** Opening DOCUMENT SECTION block **

Bristol-Myers Squibb said Thursday it agreed to acquire pharma rival Celgene in a deal valued at $74 billion that would expand its portfolio of cancer drugs.

Celgene’s products include cancer blockbusters Revlimid, which generated $8.19 billion in 2017 sales, and Thalomid. Together, Celgene and Bristol-Myers could become the fourth largest pharmaceutical firm in the U.S., making nine products with global sales of more than $1 billion each.

Under the terms of the deal, Celgene shareholders would receive one share of Bristol-Myers stock and $50 in cash for each share, valued at $102.43 per share, or a 53.7% premium to Celgene’s closing price on Wednesday.

“Together with Celgene, we are creating an innovative biopharma leader, with leading franchises and a deep and broad pipeline that will drive sustainable growth and deliver new options for patients across a range of serious diseases,” Bristol-Myers CEO Giovanni Caforio said in a news release.

“As a combined entity, we will enhance our leadership positions across our portfolio, including in cancer and immunology and inflammation,” he added.

** Closing DOCUMENT SECTION block **
** Opening PROVIDED DATA block **

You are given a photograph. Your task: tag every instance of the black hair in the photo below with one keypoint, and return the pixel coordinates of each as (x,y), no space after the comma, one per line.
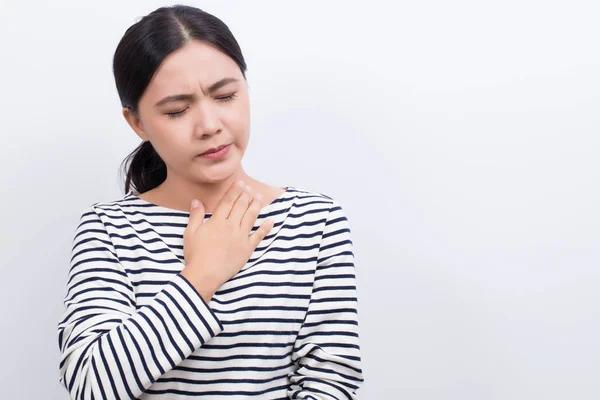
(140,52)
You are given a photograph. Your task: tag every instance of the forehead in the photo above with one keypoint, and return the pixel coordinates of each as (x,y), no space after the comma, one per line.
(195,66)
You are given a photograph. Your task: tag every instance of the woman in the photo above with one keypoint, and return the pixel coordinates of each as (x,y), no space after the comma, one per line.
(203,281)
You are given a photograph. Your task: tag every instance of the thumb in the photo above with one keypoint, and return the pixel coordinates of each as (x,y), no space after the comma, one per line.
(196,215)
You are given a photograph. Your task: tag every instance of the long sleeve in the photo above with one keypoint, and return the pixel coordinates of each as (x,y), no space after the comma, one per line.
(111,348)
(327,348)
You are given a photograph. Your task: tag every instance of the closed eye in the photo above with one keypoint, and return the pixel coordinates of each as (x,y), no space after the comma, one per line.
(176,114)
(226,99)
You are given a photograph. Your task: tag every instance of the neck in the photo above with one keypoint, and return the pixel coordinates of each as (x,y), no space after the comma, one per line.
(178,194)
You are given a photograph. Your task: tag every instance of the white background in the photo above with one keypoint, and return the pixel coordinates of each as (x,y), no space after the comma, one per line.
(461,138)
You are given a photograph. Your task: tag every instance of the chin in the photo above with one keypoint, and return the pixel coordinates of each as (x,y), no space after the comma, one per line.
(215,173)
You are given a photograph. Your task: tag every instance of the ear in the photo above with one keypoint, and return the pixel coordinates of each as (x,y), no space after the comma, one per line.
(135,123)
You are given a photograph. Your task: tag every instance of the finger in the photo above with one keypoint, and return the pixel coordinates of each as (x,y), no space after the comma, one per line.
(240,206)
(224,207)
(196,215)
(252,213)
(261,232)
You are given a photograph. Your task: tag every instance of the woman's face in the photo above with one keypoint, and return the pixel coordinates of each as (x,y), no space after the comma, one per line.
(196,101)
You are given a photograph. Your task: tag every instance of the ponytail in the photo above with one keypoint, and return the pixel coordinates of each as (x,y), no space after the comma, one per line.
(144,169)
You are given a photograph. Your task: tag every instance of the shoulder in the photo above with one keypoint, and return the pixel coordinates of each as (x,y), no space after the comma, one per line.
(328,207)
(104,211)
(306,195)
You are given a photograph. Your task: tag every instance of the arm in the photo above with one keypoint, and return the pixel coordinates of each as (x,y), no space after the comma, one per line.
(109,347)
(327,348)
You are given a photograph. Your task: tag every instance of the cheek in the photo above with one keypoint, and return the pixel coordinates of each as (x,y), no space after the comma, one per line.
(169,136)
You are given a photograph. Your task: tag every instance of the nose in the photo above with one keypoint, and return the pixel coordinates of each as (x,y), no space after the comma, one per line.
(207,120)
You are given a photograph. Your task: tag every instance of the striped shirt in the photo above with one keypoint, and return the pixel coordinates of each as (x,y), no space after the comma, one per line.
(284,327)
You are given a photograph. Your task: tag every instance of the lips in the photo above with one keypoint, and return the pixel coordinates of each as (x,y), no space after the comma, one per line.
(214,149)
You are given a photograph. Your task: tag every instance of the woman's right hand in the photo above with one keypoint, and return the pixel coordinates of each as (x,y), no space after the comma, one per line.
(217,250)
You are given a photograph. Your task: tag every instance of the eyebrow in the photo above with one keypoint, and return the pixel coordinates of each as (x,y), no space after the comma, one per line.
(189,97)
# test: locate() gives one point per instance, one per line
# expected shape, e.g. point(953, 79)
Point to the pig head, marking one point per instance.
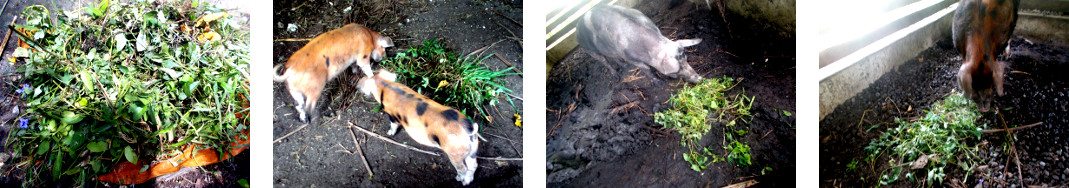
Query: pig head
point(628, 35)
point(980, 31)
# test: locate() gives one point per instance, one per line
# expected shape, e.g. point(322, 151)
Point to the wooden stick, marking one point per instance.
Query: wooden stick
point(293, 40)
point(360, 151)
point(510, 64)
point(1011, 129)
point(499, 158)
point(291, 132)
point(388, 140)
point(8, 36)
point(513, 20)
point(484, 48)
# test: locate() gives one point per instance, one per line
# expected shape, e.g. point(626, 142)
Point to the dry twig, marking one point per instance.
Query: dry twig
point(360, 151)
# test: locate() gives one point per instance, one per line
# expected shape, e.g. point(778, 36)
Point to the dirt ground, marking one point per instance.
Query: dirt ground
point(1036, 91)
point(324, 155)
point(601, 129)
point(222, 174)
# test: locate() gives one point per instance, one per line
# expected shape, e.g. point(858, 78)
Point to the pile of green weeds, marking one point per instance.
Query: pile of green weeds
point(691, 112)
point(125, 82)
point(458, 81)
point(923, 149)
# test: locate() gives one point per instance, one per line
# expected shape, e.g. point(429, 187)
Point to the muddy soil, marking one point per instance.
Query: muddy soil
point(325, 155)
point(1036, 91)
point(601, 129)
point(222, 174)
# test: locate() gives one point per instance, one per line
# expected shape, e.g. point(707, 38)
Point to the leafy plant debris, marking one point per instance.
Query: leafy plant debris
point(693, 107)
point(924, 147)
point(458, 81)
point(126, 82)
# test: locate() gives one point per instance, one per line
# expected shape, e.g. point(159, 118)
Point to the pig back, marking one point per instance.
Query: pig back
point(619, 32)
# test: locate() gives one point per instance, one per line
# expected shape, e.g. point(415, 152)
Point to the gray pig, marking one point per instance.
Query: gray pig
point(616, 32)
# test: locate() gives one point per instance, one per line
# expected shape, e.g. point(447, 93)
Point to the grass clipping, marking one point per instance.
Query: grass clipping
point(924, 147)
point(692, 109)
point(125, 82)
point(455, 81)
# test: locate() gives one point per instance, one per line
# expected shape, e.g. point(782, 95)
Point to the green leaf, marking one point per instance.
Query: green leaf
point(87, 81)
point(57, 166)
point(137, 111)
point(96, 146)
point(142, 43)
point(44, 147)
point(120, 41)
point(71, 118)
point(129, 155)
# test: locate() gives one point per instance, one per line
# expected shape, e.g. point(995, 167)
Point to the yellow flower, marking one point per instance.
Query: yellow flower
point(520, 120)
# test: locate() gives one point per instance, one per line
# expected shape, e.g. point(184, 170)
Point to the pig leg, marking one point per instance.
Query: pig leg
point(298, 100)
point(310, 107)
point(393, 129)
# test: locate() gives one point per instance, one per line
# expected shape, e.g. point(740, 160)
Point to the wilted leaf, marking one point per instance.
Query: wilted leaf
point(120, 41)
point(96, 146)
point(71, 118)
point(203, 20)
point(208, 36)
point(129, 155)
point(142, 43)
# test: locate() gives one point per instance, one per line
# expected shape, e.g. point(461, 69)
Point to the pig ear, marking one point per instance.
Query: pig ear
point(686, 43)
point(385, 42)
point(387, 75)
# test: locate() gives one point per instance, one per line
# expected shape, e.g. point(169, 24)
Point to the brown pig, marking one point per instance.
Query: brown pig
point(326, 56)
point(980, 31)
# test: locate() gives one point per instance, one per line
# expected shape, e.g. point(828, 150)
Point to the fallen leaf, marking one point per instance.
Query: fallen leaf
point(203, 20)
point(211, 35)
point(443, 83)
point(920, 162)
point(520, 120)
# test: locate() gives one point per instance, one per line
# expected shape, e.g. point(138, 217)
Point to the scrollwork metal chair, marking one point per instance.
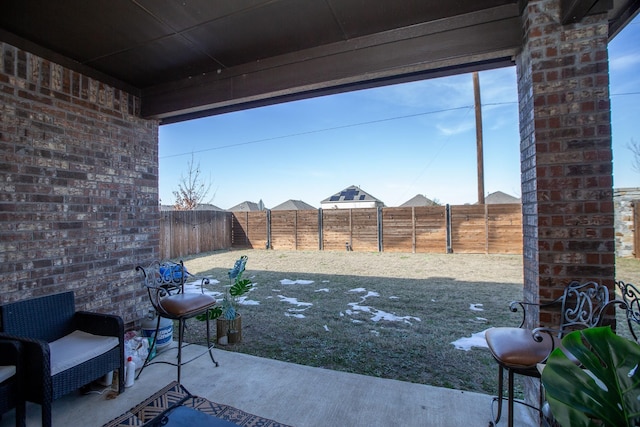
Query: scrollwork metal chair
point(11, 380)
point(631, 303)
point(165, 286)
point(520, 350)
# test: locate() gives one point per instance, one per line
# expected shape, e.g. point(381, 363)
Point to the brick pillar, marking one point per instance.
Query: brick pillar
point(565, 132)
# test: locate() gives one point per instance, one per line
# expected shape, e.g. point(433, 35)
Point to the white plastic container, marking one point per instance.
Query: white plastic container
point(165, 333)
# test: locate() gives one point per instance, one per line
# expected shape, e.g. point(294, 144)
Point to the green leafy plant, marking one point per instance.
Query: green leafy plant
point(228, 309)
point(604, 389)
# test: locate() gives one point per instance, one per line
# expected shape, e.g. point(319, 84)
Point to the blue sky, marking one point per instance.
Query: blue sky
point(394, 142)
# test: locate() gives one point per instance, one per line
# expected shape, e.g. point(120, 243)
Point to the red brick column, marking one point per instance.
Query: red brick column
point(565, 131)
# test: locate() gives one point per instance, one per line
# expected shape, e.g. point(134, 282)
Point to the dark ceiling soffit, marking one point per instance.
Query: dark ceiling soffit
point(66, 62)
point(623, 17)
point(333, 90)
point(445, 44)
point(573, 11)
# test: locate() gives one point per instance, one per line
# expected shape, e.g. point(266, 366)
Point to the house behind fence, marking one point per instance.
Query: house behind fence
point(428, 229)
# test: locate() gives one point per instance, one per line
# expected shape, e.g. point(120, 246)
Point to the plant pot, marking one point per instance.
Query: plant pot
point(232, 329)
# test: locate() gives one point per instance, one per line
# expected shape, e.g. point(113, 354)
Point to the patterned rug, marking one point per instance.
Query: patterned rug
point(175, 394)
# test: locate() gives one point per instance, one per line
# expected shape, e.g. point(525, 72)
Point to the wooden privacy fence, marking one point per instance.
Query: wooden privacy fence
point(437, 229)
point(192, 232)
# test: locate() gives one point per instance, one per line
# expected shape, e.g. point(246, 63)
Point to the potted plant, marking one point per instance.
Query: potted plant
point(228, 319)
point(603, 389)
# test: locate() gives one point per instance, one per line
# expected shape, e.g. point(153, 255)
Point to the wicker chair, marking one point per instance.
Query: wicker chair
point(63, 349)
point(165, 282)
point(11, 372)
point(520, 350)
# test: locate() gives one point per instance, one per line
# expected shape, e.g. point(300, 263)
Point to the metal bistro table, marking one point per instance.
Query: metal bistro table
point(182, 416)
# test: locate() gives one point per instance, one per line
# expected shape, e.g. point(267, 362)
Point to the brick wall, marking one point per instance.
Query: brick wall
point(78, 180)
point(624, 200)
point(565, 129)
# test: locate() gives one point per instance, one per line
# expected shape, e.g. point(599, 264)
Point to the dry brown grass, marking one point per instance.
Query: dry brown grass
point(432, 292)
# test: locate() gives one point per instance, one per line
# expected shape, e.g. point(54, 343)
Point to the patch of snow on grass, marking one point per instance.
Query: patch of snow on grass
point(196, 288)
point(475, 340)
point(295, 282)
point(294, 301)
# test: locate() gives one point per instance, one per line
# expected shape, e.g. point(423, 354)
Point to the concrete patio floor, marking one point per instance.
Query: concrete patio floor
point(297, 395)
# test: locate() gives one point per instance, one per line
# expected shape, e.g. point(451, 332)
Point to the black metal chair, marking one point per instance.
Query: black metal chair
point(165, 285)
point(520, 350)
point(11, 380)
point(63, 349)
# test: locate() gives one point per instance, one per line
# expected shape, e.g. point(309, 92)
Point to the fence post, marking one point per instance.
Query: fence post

** Closing PROVIDED DATA block **

- [PROBLEMS TO SOLVE]:
A - Do these statements agree with the article on the Celgene acquisition? (i) Revlimid brought in $8.19 billion in sales in 2017. (ii) Celgene shareholders would receive two shares of Bristol-Myers stock for each Celgene share. (iii) The deal is valued at $74 billion. For each statement, answer yes or no and quote the deciding words from the article.
B - According to the article on the Celgene acquisition, what premium does the offer represent over Celgene's closing price on Wednesday?
C - How would you translate this sentence from the article on the Celgene acquisition into Spanish: "Bristol-Myers Squibb said Thursday it agreed to acquire pharma rival Celgene in a deal valued at $74 billion that would expand its portfolio of cancer drugs."

- [RESPONSES TO THE TASKS]:
A -
(i) Yes: "Revlimid, which generated $8.19 billion in 2017 sales"
(ii) No: "Celgene shareholders would receive one share of Bristol-Myers stock and $50 in cash for each share"
(iii) Yes: "in a deal valued at $74 billion"

B - A 53.7% premium.

C - Bristol-Myers Squibb dijo el jueves que acordó adquirir a su rival farmacéutica Celgene en un acuerdo valorado en 74.000 millones de dólares que ampliaría su cartera de medicamentos contra el cáncer.